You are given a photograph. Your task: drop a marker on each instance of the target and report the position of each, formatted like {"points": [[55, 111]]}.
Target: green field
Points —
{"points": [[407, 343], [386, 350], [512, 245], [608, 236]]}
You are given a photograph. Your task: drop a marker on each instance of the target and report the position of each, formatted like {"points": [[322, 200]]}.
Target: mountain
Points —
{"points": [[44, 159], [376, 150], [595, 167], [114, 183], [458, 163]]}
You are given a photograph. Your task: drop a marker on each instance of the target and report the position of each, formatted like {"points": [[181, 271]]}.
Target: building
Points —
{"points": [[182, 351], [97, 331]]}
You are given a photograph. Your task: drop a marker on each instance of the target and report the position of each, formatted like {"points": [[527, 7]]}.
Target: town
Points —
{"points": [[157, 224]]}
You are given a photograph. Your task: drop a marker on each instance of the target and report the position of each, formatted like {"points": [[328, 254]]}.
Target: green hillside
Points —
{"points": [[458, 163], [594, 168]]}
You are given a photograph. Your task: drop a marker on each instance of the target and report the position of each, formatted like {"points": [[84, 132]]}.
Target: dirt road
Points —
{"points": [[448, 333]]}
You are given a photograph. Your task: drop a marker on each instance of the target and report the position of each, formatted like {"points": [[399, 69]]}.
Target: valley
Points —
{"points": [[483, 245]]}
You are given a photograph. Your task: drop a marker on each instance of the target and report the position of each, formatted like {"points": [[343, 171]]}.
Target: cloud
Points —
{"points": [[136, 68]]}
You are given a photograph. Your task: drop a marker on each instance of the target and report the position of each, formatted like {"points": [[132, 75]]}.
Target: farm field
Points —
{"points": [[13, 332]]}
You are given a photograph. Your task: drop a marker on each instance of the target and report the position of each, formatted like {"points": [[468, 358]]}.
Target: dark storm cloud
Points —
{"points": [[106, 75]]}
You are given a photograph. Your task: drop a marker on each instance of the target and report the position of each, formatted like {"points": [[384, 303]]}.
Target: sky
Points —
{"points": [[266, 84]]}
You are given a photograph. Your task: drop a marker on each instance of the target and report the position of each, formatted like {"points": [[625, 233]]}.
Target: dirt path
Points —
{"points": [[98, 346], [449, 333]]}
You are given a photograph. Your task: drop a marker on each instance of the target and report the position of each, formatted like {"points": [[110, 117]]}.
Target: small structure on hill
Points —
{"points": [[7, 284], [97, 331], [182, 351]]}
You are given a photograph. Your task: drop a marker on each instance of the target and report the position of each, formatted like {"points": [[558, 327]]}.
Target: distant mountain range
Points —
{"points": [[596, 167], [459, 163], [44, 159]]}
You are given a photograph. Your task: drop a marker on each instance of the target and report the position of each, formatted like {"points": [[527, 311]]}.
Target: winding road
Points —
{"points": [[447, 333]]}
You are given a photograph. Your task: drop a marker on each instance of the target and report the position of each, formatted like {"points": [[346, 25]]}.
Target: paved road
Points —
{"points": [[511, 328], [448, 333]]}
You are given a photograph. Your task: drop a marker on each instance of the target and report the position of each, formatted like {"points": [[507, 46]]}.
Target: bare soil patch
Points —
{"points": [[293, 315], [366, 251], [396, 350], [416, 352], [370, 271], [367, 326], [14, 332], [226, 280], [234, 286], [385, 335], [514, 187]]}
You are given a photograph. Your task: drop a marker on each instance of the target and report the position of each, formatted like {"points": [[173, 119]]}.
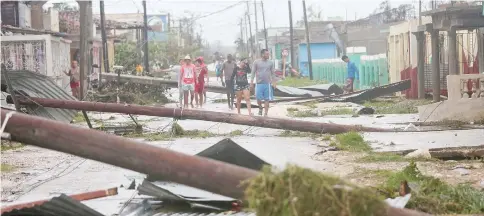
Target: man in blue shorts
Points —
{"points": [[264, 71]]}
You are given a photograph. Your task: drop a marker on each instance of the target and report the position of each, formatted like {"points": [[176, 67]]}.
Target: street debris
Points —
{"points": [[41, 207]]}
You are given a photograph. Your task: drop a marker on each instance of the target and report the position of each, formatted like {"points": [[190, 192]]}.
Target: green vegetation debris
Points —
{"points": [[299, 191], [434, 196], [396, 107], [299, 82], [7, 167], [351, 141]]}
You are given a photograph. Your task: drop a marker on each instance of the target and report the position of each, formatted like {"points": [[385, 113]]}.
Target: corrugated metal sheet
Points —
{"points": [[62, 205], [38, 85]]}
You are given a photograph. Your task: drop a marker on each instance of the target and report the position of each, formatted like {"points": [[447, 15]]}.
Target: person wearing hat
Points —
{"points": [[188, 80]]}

......

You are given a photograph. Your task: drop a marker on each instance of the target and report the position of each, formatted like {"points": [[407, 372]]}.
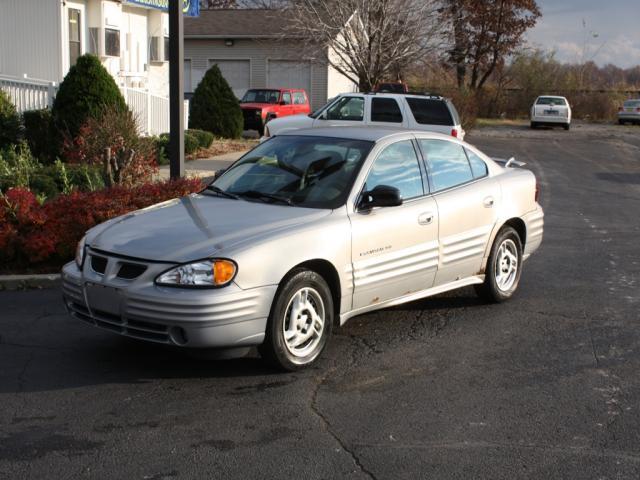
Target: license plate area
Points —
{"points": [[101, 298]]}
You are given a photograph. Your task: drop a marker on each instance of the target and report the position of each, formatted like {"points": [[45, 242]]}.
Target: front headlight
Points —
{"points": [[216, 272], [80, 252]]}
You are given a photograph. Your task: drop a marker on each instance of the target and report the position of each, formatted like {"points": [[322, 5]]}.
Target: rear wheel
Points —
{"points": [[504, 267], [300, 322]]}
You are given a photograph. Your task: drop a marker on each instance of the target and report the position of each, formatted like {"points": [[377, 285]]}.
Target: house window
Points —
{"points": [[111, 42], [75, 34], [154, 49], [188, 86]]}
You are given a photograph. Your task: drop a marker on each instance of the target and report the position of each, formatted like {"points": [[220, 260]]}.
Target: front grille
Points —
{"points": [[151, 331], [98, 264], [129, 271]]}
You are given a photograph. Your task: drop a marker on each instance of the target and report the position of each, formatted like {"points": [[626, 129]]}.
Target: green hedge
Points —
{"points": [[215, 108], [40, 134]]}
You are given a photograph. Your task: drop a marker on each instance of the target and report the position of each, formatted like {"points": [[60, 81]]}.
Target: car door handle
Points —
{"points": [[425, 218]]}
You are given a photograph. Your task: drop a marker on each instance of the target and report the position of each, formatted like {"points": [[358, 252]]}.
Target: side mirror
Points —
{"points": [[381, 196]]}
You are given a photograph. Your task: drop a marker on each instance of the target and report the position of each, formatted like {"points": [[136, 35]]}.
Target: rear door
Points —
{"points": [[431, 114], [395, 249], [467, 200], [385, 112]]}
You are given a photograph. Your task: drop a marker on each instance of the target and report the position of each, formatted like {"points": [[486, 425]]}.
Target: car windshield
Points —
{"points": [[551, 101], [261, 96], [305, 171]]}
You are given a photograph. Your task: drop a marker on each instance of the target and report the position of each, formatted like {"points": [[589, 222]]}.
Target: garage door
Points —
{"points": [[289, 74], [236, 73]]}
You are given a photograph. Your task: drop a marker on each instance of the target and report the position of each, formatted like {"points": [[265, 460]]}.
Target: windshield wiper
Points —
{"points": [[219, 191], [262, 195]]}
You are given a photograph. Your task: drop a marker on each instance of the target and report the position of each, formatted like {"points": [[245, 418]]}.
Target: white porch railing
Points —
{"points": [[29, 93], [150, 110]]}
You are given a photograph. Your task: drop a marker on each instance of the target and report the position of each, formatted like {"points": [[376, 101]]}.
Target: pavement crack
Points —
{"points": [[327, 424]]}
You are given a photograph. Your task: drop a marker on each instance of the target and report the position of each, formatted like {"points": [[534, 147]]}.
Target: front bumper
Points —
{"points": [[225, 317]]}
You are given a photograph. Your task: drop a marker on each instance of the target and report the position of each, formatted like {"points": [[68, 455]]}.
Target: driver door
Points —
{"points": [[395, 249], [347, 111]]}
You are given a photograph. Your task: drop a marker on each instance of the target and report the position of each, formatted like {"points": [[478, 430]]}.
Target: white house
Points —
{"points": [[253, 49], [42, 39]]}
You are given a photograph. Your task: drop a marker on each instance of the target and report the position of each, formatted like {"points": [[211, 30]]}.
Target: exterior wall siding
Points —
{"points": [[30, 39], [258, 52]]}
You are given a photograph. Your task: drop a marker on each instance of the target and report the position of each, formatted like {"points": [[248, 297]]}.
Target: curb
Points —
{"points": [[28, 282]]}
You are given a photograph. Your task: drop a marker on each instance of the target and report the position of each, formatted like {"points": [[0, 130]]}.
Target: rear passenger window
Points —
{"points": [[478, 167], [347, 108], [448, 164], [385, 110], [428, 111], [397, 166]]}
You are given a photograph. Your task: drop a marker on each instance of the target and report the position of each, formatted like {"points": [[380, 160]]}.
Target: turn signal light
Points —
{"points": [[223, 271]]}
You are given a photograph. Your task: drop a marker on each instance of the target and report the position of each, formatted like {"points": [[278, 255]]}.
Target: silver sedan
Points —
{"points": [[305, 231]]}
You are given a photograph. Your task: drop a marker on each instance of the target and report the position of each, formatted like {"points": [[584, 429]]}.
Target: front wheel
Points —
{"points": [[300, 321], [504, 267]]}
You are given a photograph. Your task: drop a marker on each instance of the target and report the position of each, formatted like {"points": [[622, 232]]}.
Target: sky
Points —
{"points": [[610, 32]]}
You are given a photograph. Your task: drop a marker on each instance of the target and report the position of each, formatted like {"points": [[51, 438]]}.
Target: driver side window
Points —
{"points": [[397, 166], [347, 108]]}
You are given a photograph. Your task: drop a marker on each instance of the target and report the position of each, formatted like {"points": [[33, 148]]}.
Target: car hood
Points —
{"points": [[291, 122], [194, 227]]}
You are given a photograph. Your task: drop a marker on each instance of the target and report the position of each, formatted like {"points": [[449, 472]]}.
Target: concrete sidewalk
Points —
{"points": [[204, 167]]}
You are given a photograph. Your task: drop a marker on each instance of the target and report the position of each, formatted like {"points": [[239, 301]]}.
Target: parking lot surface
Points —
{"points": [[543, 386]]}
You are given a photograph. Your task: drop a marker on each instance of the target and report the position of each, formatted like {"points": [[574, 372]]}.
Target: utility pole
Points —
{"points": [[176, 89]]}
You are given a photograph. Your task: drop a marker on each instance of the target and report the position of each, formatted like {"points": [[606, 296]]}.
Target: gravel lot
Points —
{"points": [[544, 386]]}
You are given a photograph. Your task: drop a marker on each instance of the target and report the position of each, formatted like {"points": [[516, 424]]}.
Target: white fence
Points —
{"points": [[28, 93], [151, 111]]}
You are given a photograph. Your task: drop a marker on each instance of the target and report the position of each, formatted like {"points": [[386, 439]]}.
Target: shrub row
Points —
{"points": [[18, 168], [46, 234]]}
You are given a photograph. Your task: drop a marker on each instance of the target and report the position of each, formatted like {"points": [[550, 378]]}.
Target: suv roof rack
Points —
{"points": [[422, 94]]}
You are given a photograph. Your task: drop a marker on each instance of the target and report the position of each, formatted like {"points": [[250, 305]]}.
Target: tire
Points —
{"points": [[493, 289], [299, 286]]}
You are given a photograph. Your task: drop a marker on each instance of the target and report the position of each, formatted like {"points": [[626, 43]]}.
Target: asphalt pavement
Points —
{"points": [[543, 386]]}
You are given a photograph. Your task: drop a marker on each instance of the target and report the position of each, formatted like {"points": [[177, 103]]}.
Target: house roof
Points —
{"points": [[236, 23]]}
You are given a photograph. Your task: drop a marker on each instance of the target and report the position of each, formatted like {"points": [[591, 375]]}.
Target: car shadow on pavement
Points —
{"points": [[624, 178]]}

......

What lines of the material above hold the string "windshield"? Please copy them.

Target: car windshield
Target: windshield wiper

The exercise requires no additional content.